**Description of the task:** Leaving out every picture, output the records below exactly as they are.

**Data records:**
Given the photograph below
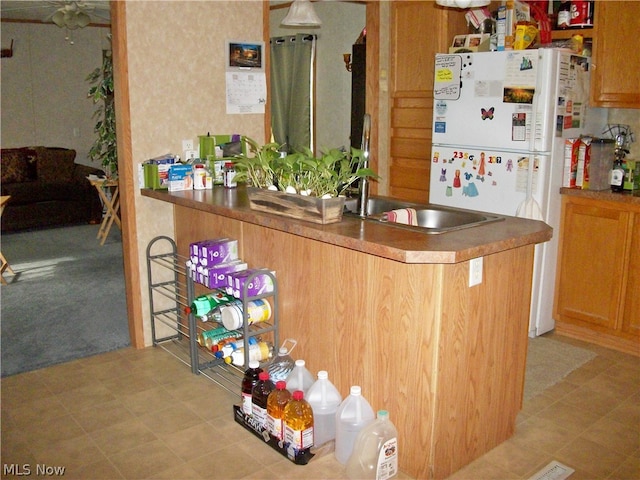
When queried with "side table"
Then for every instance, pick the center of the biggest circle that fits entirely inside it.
(112, 205)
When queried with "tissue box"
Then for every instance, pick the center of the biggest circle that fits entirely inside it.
(218, 251)
(180, 177)
(260, 284)
(156, 172)
(216, 276)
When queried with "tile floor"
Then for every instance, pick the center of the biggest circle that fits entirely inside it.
(134, 414)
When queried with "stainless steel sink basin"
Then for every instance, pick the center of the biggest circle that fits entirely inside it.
(430, 218)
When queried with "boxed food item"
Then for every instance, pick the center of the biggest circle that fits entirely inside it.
(470, 43)
(180, 177)
(156, 171)
(255, 281)
(570, 172)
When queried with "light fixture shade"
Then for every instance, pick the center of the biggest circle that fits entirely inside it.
(301, 14)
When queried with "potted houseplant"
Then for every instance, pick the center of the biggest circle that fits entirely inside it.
(300, 185)
(104, 147)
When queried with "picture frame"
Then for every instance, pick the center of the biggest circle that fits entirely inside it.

**Output:**
Given the photograph below
When queried with "side table"
Then for every instance, pick the center of the biggest circle that fits entirely inside it.
(112, 205)
When queried with "tissue box"
Then for every instance, pick the center of the biggest circle that fits entirely inside it.
(218, 251)
(180, 177)
(260, 284)
(156, 172)
(216, 276)
When queried with "tile floor"
Then for every instance, pick the center of the biggest circle that fits entirely inside it.
(134, 414)
When queried with "stainless steel sink basin"
Then for every instance, pick the center of the biggest circle that fits entirely inside it.
(430, 218)
When queried with "boxed food item"
Then for every instance, pick the center of the biggest circle that fits entirely inside it.
(470, 43)
(180, 177)
(156, 171)
(255, 281)
(570, 172)
When queried with "light fixture shade"
Then for every instance, pick the center of the biggest circle that fits entirely inside it.
(301, 14)
When queried with "potted houseplant"
Then for every instance, pick the center of the biggest circle that fits entirely inside it.
(300, 185)
(104, 147)
When queried with "picture frame"
Then for every instance, pick the center of the biggest circle that fits entirely inside it.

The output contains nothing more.